> [Given problem]:
Show every line of the rows below that contains the word "wall".

Bounding box annotation entries
────────────────────

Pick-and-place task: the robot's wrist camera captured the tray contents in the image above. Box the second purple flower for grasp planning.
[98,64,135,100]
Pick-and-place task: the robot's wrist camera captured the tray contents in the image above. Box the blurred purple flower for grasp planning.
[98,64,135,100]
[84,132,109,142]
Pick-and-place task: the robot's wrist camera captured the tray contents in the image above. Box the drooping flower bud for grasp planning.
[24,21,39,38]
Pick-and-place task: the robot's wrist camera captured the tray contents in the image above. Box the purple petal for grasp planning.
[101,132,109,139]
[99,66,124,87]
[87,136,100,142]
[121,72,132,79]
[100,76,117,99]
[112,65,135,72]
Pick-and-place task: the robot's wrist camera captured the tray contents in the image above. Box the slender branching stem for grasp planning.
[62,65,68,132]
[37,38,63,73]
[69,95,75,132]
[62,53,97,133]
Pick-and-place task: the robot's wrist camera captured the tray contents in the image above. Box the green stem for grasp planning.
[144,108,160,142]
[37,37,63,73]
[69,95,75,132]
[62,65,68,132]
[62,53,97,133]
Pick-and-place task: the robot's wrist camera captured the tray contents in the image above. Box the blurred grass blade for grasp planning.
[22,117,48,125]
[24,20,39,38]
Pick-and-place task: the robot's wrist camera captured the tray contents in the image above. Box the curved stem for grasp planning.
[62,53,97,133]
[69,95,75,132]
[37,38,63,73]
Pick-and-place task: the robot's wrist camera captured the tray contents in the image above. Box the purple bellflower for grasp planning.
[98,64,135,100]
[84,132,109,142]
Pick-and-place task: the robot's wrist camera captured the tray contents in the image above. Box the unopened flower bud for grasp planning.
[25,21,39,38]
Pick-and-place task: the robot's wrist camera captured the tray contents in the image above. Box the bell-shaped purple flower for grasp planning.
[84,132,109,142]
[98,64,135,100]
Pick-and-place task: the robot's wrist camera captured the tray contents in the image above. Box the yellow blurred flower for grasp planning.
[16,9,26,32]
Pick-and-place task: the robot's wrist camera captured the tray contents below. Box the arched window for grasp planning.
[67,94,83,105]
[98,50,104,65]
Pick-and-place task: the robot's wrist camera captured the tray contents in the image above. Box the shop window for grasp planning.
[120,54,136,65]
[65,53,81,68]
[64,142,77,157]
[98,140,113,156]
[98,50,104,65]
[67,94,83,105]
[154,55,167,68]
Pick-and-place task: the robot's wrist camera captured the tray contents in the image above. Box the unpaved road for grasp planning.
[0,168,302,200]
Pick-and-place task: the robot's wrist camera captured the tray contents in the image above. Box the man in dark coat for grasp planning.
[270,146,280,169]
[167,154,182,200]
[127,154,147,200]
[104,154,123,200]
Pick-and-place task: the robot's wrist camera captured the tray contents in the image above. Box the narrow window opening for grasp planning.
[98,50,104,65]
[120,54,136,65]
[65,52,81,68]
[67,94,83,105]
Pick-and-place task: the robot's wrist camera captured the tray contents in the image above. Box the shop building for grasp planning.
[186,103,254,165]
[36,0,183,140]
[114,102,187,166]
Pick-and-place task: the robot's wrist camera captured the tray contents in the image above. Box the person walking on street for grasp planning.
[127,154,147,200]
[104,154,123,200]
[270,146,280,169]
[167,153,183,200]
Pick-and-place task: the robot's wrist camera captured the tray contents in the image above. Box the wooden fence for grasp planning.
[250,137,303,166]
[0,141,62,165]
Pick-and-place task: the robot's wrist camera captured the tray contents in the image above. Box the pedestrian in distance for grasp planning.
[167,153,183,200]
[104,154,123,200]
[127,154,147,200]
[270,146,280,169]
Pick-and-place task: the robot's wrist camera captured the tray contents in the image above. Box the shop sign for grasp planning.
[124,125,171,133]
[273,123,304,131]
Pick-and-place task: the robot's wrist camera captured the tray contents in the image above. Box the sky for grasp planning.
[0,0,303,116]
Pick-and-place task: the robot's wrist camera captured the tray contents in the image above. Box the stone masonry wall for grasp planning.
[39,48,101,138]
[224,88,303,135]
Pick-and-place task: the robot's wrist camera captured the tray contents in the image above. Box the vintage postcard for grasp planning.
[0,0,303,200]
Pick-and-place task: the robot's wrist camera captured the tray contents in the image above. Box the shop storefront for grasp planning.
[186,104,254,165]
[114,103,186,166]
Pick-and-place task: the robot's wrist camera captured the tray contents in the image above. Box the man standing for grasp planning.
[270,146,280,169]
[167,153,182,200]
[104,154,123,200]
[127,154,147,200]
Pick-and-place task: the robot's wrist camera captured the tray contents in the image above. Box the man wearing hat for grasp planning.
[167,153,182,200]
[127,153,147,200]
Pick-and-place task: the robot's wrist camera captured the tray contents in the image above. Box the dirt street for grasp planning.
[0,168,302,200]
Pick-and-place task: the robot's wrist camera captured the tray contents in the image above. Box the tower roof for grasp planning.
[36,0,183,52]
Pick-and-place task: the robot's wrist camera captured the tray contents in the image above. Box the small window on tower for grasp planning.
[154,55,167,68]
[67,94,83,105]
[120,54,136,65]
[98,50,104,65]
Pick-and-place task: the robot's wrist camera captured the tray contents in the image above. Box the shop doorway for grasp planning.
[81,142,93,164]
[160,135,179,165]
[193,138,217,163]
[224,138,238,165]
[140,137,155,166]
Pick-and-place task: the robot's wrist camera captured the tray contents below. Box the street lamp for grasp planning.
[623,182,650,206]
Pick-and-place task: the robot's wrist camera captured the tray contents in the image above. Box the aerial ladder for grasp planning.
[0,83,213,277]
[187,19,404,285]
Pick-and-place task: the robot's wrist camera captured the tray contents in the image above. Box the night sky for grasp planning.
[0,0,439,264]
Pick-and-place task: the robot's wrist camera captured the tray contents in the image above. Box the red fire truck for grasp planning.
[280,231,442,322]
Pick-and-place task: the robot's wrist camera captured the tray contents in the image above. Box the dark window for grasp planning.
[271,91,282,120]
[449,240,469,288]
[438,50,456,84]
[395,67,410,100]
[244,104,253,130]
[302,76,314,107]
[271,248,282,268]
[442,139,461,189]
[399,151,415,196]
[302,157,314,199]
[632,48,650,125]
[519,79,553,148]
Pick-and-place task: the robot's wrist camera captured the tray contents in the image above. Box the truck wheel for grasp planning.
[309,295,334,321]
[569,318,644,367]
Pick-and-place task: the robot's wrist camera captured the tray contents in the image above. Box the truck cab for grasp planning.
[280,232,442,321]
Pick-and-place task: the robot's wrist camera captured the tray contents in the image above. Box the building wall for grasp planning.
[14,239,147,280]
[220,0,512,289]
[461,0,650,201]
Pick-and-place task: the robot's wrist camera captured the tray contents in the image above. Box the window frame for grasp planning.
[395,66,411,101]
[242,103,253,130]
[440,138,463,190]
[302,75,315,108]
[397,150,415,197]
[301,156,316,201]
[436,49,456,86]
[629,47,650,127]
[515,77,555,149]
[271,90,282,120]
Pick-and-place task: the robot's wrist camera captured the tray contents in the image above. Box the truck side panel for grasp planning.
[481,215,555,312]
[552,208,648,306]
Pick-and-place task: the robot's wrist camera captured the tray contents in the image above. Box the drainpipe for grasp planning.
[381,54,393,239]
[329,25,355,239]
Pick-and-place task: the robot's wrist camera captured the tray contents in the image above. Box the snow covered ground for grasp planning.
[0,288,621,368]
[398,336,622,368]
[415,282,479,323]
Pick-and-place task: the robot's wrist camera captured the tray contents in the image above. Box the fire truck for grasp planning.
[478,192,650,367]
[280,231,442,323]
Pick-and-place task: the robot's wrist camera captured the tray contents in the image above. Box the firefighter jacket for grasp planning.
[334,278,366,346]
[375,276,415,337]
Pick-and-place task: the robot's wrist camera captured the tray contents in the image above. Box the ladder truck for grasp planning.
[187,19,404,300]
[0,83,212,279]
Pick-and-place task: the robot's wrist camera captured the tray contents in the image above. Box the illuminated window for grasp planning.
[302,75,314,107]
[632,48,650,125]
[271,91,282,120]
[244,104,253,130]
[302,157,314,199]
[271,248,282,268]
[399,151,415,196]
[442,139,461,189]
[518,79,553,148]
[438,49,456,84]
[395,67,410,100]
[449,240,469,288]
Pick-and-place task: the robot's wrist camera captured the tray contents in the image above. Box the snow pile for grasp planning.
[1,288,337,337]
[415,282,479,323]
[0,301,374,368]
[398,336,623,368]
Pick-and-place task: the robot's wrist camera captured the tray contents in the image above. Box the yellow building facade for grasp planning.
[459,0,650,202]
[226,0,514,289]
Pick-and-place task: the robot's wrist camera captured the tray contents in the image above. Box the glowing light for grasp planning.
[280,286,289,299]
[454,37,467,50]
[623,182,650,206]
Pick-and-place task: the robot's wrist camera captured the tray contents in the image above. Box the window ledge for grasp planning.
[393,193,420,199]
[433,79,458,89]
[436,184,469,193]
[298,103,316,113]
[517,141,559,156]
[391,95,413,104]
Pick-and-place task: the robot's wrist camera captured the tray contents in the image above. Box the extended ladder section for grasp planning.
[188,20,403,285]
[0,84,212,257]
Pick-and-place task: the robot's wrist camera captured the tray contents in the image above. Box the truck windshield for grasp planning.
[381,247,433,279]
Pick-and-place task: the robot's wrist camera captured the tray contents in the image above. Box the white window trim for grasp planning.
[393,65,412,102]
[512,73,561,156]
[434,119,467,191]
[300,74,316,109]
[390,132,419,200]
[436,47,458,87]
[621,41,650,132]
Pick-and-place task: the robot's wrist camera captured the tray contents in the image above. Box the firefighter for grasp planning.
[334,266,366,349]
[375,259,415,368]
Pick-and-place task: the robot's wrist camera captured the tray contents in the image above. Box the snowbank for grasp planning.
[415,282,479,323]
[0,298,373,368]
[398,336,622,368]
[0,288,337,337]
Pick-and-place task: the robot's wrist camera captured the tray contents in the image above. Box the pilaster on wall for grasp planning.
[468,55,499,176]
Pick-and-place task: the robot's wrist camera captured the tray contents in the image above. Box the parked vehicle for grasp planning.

────────────────────

> [Solution]:
Pick-and-place task: the robot's wrist camera captured the tray contents in the image above. Box the stone masonry wall for grasp planning.
Pick-and-place task: the robot's wrist camera captured the tray contents in the image above. Box the building wall for grasp planning.
Pick-and-place task: the robot's wrist camera captured the tray contents in the image above. Box the pilaster on wall for grasp planning.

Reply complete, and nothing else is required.